Would you even want to?

But I also find this cybernetic take on Pinocchio interesting because it provides a separate, elegant symbolic take on a phenomenon I’ve been studying for as many years as I’ve watched Spielberg movies: the encounter of human witnesses with non-human entities.

[Spoilers follow]

In this essay I want to bring to your attention the scene where David finds himself in some sort of re-creation of his old home developed by super A.I. entities from the distant future, long after humanity has disappeared from our planet; These ‘machines’ – if we can still apply the term to superior beings capable of manipulating matter and memories beyond our wildest dreams – are fascinated by this robotic relic they dug up from the ice, and recognize him as a true missing link between them and the extinct humans. They wish to establish communication with David, yet don’t know how to properly proceed  – imagine our predicament if we could re-animate a Homo erectus found frozen after hundreds of thousands of years in some region of the Siberian tundra. After scanning up the child robot’s memories to learn about his many trials and tribulations, they find a possible solution: the ‘Blue Fairy’ he has been seeking on his personal journey in order to become ‘a real live boy’.

++++++++++++++++++++

> _What to do_:
1. Transcribe the essay excerpt between "Would you even" and "with non-human entities.", inclusive.
2. List every word or phrase that the essay excerpt puts inside single quotation marks.

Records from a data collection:
++++++++++++++++++++

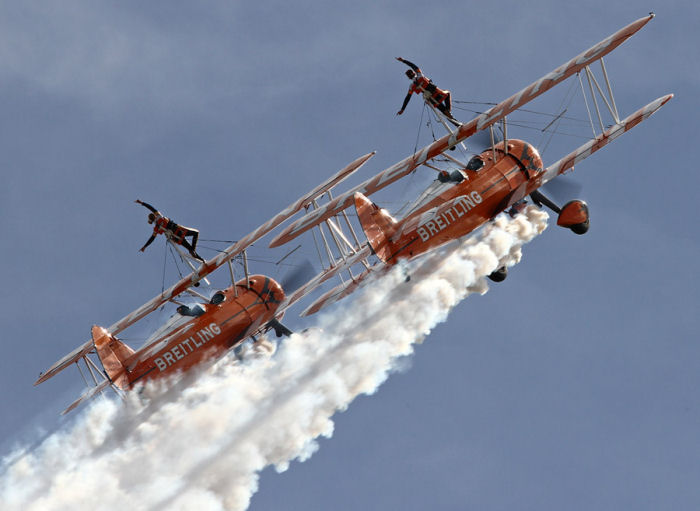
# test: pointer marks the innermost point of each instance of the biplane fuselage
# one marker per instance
(456, 204)
(191, 340)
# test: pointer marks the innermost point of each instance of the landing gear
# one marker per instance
(574, 215)
(499, 275)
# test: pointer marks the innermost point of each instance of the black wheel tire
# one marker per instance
(499, 275)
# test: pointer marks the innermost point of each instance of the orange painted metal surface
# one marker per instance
(188, 341)
(464, 202)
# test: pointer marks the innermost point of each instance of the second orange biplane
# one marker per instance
(466, 196)
(200, 332)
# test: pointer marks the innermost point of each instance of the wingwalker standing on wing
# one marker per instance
(421, 84)
(174, 232)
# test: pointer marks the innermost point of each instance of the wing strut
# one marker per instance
(483, 121)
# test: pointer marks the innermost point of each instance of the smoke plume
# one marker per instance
(201, 442)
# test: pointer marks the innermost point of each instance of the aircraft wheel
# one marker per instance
(581, 228)
(217, 298)
(499, 275)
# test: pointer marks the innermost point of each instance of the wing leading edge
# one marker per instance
(488, 118)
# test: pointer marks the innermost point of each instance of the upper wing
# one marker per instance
(208, 266)
(481, 122)
(603, 139)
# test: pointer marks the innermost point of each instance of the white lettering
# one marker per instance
(431, 228)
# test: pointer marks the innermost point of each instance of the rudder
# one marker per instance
(378, 224)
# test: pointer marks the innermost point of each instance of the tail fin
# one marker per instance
(113, 354)
(378, 224)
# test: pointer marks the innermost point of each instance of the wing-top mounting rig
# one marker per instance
(202, 332)
(492, 182)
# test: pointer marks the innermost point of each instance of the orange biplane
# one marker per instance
(203, 331)
(466, 196)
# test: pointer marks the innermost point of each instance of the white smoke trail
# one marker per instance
(201, 444)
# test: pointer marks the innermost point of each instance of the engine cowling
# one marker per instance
(574, 215)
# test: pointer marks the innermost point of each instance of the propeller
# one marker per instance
(297, 276)
(563, 188)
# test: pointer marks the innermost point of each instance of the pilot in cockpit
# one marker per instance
(193, 311)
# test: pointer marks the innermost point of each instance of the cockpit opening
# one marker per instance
(452, 177)
(475, 163)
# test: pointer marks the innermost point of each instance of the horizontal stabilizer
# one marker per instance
(483, 121)
(603, 139)
(87, 395)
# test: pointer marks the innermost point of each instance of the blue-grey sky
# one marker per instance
(572, 385)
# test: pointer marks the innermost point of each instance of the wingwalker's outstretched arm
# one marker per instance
(405, 102)
(146, 205)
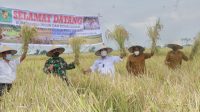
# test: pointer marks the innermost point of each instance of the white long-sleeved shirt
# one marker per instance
(105, 66)
(8, 70)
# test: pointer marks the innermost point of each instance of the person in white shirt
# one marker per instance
(8, 67)
(105, 64)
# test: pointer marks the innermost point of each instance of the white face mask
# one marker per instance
(104, 53)
(136, 53)
(8, 57)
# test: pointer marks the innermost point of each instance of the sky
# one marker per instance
(180, 18)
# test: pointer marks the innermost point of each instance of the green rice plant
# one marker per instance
(195, 47)
(75, 44)
(154, 34)
(27, 33)
(119, 34)
(1, 33)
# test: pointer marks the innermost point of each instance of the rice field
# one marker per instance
(160, 90)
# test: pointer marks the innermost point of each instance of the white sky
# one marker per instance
(179, 17)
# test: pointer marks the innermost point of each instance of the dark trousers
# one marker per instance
(4, 87)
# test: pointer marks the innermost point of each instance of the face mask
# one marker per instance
(56, 54)
(8, 57)
(104, 53)
(136, 53)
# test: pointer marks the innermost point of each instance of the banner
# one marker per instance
(52, 28)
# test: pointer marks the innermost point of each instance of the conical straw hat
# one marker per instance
(103, 47)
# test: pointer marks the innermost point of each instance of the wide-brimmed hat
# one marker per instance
(174, 46)
(132, 48)
(7, 49)
(53, 49)
(108, 49)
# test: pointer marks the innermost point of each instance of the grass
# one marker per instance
(160, 90)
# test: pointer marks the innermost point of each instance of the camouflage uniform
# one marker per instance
(59, 66)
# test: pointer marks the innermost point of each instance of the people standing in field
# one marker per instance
(56, 65)
(8, 67)
(175, 56)
(105, 64)
(136, 62)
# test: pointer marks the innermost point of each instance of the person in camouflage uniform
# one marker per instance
(56, 65)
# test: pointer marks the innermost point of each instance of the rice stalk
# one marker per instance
(76, 43)
(27, 33)
(154, 34)
(195, 47)
(119, 34)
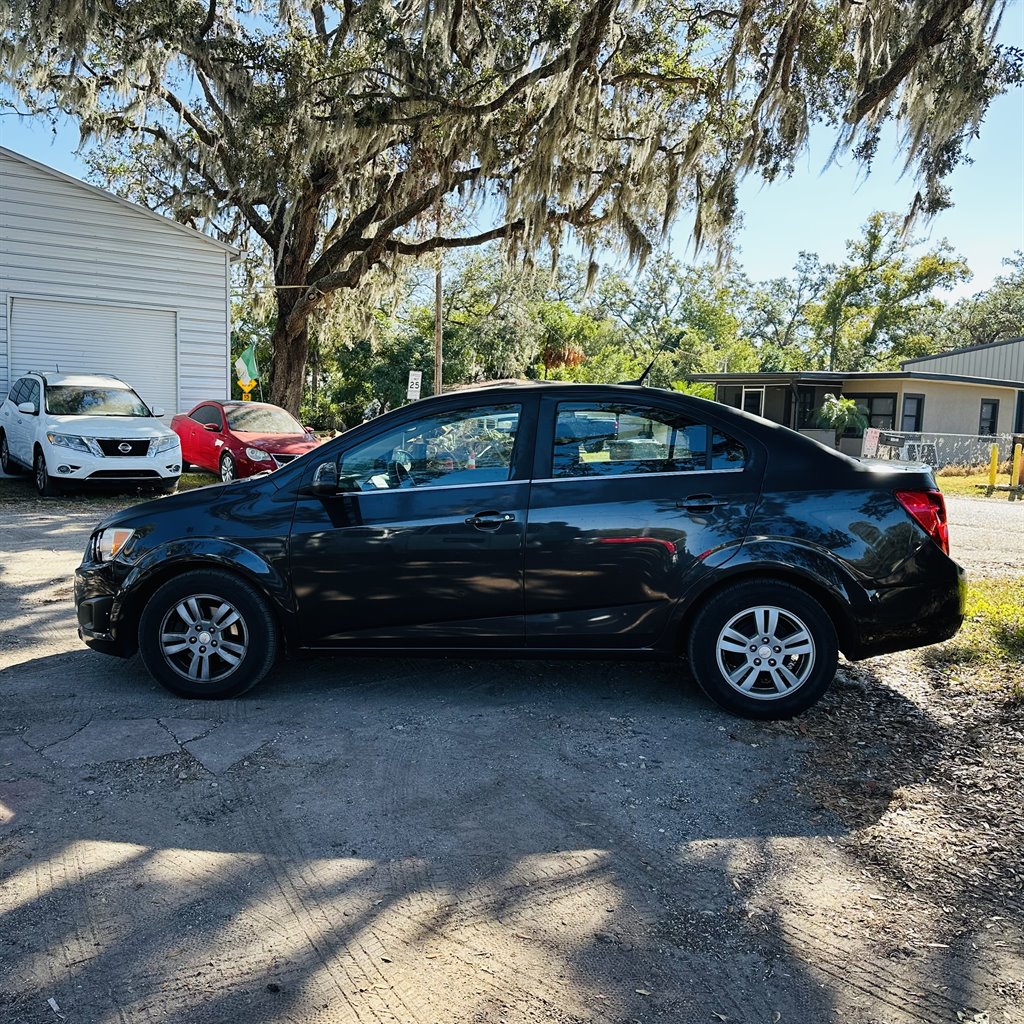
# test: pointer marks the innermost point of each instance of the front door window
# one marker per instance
(451, 449)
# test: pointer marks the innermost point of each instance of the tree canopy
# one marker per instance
(343, 134)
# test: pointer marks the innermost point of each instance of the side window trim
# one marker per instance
(525, 407)
(545, 462)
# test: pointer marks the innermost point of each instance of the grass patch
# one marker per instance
(991, 640)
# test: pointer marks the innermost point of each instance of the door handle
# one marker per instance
(489, 520)
(699, 503)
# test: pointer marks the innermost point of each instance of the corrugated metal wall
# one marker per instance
(60, 241)
(1004, 361)
(137, 345)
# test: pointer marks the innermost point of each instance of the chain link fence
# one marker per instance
(937, 451)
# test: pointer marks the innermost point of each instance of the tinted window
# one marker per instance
(611, 439)
(67, 399)
(262, 420)
(726, 452)
(30, 392)
(208, 414)
(449, 449)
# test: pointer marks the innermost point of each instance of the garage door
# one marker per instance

++++++++++++++++++++

> _Worked answers_:
1.
Would you even want to?

But I also find this cybernetic take on Pinocchio interesting because it provides a separate, elegant symbolic take on a phenomenon I’ve been studying for as many years as I’ve watched Spielberg movies: the encounter of human witnesses with non-human entities.

2.
machines
Blue Fairy
a real live boy